* Work to complete: Search the entries for lines with the string "conical" and say how many there are, giving only the number.

* Given information:
------------------------

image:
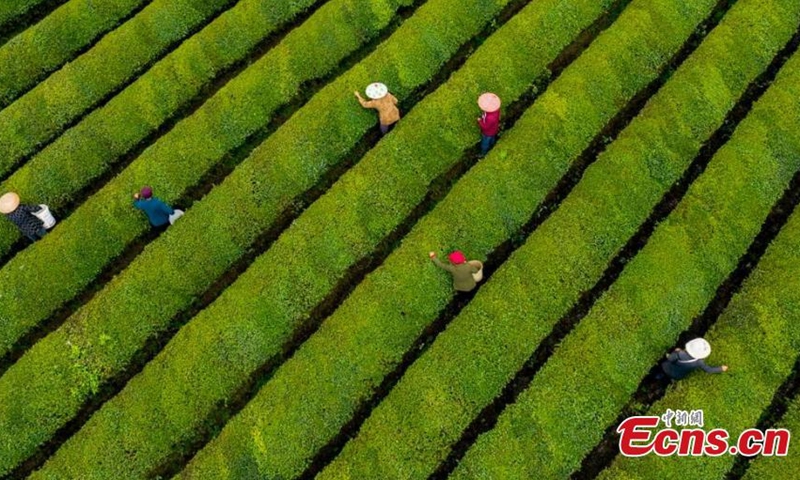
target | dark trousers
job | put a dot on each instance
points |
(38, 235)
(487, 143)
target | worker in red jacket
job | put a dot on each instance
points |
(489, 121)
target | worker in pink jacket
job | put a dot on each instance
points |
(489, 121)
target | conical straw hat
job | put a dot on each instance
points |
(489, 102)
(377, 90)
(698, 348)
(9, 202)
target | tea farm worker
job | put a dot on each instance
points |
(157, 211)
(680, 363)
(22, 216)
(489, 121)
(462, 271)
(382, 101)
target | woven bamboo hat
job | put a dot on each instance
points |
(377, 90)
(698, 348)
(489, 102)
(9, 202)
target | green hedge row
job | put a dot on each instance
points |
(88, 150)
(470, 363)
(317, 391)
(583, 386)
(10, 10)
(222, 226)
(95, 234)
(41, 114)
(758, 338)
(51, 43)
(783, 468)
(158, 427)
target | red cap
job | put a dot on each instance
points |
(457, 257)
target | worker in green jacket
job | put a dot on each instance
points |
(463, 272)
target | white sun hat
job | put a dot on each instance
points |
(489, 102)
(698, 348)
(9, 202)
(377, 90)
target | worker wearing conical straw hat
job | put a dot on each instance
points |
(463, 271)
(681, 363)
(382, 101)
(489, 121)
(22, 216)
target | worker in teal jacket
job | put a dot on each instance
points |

------------------------

* Completed task: 2